▶ **What the exercise asks**:
Your job is to retype all of the data word for word, leaving every image out.

▶ **Rows from a dataset**:
^^^^

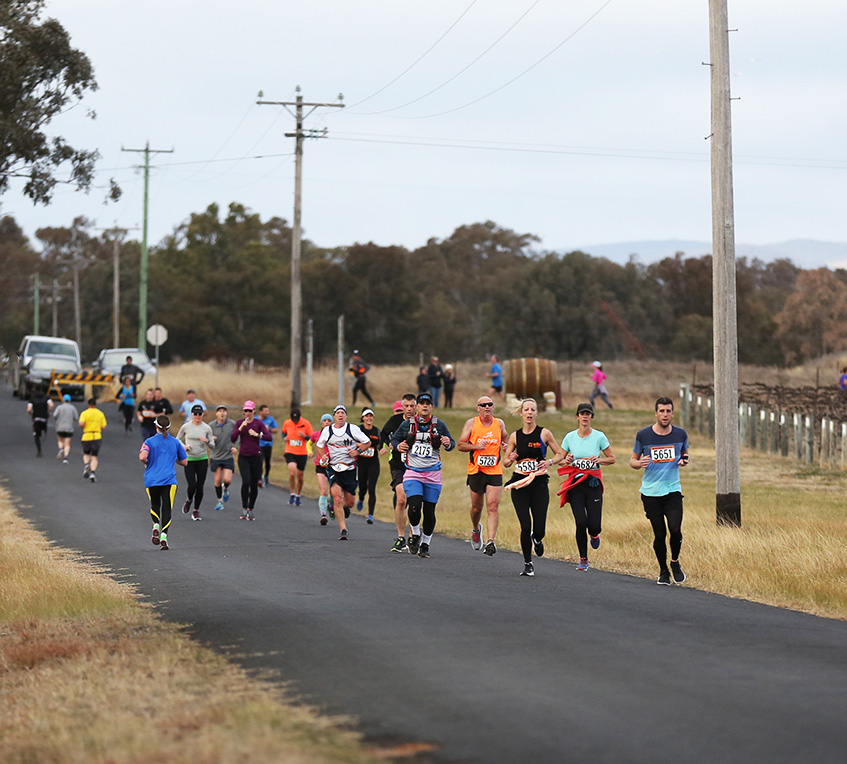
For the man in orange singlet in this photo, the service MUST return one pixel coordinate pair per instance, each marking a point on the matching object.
(483, 438)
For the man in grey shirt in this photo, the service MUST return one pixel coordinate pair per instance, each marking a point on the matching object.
(66, 417)
(221, 461)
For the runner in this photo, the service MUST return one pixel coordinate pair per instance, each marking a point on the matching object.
(599, 378)
(267, 446)
(249, 430)
(367, 465)
(403, 409)
(586, 449)
(126, 396)
(66, 417)
(221, 463)
(421, 439)
(39, 409)
(320, 471)
(661, 450)
(146, 415)
(529, 484)
(339, 445)
(161, 454)
(93, 422)
(296, 432)
(483, 437)
(197, 437)
(190, 401)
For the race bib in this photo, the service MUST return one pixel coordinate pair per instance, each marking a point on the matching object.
(419, 448)
(662, 454)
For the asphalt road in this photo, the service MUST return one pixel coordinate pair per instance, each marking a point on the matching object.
(456, 650)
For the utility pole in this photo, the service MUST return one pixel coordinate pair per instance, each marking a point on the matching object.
(142, 281)
(296, 289)
(724, 298)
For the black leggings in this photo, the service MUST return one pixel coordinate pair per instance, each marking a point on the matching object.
(161, 502)
(195, 476)
(659, 509)
(368, 475)
(530, 504)
(250, 468)
(414, 505)
(587, 507)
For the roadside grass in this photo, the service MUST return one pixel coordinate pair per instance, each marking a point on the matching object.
(791, 550)
(90, 675)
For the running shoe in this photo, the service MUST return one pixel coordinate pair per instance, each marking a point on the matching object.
(476, 539)
(538, 546)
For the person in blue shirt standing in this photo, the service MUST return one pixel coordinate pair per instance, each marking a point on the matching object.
(660, 451)
(161, 454)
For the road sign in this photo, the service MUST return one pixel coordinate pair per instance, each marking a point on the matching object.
(157, 335)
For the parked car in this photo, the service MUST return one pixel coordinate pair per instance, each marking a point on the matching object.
(37, 373)
(33, 344)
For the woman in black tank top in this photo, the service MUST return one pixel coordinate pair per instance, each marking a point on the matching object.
(528, 449)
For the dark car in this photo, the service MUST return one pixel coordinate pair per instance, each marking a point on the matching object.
(38, 372)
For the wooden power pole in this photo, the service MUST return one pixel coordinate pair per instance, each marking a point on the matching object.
(296, 288)
(725, 328)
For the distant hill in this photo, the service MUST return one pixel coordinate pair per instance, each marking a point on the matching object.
(804, 253)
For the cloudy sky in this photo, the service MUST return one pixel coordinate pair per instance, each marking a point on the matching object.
(581, 121)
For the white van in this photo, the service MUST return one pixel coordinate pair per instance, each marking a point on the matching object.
(37, 343)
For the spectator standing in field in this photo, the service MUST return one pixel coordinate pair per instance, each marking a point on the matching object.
(93, 422)
(599, 378)
(197, 437)
(221, 462)
(436, 377)
(190, 401)
(528, 450)
(267, 446)
(586, 449)
(367, 465)
(660, 450)
(160, 454)
(66, 417)
(296, 432)
(39, 409)
(483, 438)
(248, 431)
(359, 369)
(146, 415)
(495, 375)
(449, 385)
(404, 409)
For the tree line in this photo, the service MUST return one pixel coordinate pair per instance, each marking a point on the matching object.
(220, 283)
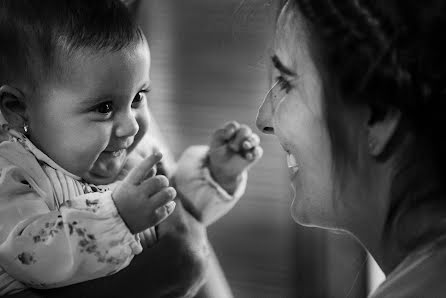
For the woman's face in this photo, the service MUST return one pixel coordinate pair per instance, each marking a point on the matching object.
(293, 112)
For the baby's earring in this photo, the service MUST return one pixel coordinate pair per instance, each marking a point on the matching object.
(25, 128)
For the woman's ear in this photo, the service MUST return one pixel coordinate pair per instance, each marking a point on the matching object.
(13, 106)
(382, 125)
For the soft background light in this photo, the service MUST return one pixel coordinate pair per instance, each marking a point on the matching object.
(209, 65)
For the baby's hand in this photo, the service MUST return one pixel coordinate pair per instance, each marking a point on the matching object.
(233, 149)
(143, 199)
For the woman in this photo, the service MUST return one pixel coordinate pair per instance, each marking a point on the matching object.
(357, 106)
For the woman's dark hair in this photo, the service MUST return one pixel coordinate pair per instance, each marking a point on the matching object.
(31, 32)
(391, 54)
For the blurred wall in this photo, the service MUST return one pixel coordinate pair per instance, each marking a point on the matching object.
(209, 65)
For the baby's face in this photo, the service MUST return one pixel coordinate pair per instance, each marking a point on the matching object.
(89, 120)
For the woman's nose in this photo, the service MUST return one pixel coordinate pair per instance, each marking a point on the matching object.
(264, 116)
(127, 125)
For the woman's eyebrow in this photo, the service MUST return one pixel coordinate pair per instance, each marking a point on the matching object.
(280, 67)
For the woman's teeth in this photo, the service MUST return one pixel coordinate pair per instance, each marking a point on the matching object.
(292, 163)
(117, 153)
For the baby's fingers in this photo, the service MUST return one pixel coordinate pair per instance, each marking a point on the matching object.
(242, 134)
(250, 142)
(162, 205)
(254, 154)
(223, 135)
(138, 174)
(154, 185)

^^^^

▶ **Worked answer**:
For the man in orange singlet in this photo, the service MUST return one pixel coordinate pair per instance, each marking a point on the matching object.
(483, 438)
For the man in grey shirt in this photo, the service MUST return one pixel coordinate pair per instance, each marking a point on the matching object.
(66, 417)
(221, 461)
For the runner in this photo, the service MUST return one pixel coordinate pair per instance, each marking a point on the matching object.
(599, 378)
(267, 446)
(249, 430)
(367, 465)
(403, 409)
(586, 449)
(126, 396)
(66, 417)
(221, 463)
(421, 439)
(39, 409)
(320, 471)
(661, 450)
(146, 415)
(529, 484)
(339, 445)
(161, 454)
(93, 422)
(296, 432)
(483, 437)
(197, 437)
(190, 401)
For the race bib in this photo, the service MUST return one pixel coordinate pair per instance, each marking a point on the matching object.
(419, 448)
(662, 454)
For the asphalt road in this photo, the service MUST return one pixel coordinate pair per instance, each marking a point on the matching object.
(456, 650)
For the utility pole in this photo, the service MUST return one pixel coordinate pair per instance, each marking a point on the matching object.
(142, 281)
(296, 289)
(724, 298)
For the black leggings in this photo, the service MUST return one pixel coordinate pair per instance, each marking a point on the matching object.
(161, 502)
(195, 476)
(659, 509)
(368, 475)
(530, 504)
(250, 468)
(414, 505)
(587, 507)
For the roadside grass in this photo, the service MUST return one pixel coordinate pair per instance, each marking a point on the matching object.
(791, 550)
(90, 675)
For the running shoe in this photo, the service MUST return one pixel coordinate pair per instance, each marking a point on the matching object.
(476, 539)
(538, 546)
For the person in blue shirt standing in this photo, the service MUST return one pixel coordinate pair per instance, each marking a point on the matching object.
(660, 451)
(161, 454)
For the road sign in this photo, the service MUST return one pixel coordinate pair per instance, each marking a point on the matching object.
(157, 335)
For the parked car in this photo, the service MUST return one pixel coordinate pair per instance, each marking a point on the matching object.
(37, 373)
(33, 344)
For the woman in black tank top in this photo, the service MUST return one pixel coordinate pair per instance, each marking a point on the matching object.
(528, 449)
For the dark car in this photo, the service MUST return one pixel coordinate pair per instance, each marking a point on the matching object.
(38, 372)
For the wooden power pole in this photo, the service MUST return one pixel coordinate pair per instance, each marking a point on the matching object.
(296, 288)
(725, 328)
For the distant hill in this photo, the service MUST return one pixel coordinate pair per instance, each marking a point on the matching object.
(804, 253)
For the cloudy sky in this photo, the service MUST return one pixel coordinate pair per instance, each marking a point on the matching object.
(581, 121)
For the white van in this photo, the service MUST return one pixel coordinate pair per instance, each marking a point on the matching object.
(37, 343)
For the spectator standing in field in this photo, the service MUST return one pixel coordinate pair per instance, each marking a point on the matching object.
(93, 422)
(599, 378)
(197, 437)
(221, 462)
(436, 377)
(190, 401)
(528, 450)
(267, 446)
(586, 449)
(367, 465)
(660, 450)
(160, 454)
(66, 417)
(296, 432)
(39, 409)
(483, 438)
(248, 431)
(359, 369)
(146, 415)
(495, 375)
(449, 385)
(404, 409)
For the tree line in this photo, the service MUST return one pixel coordinate pair per instance, each marking a point on the matching object.
(220, 283)
For the woman's face in this photo, the service MUST return one pixel coordinate pair per instance, each marking a point on the matching object.
(293, 112)
For the baby's earring in this photo, the service MUST return one pixel coordinate pair per instance, each marking a point on the matching object.
(25, 128)
For the woman's ear in this photo, the service MUST return one pixel coordinate pair per instance, each marking a point on the matching object.
(13, 106)
(382, 125)
For the soft background light in this photo, the service MUST return one pixel coordinate pair per instance, each marking a point on the matching object.
(209, 65)
For the baby's hand in this photo, the service MUST return one pixel coordinate pair per instance, each marking a point on the matching object.
(233, 149)
(143, 199)
For the woman in this photo, the service MUST return one pixel coordinate pair per instance, each marking a point on the matching object.
(357, 106)
For the woman's dark hair in this photo, the service MUST return one pixel coordinate pair per instance, each marking a point on the matching object.
(31, 32)
(391, 54)
For the blurred wall in this photo, the service MUST return one pixel coordinate pair per instance, each marking a point on the matching object.
(209, 65)
For the baby's face in this photo, the service MUST return one pixel coordinate pair per instance, each marking a point on the matching object.
(89, 120)
For the woman's nose in this photo, the service MUST return one pixel coordinate pair per instance, each marking a point on the matching object.
(264, 116)
(127, 125)
For the woman's eyebrow in this photo, the service MUST return one pixel coordinate pair per instance, each marking a point on the matching object.
(280, 67)
For the woman's teeth in this photo, the service MUST return one pixel coordinate pair per instance, each marking a point on the matching object.
(292, 163)
(117, 153)
For the baby's fingers in this photo, the service MUST return one pixel coordinate pair per instance, each marking a point on the matching object.
(242, 134)
(250, 142)
(162, 205)
(254, 154)
(223, 135)
(138, 174)
(154, 185)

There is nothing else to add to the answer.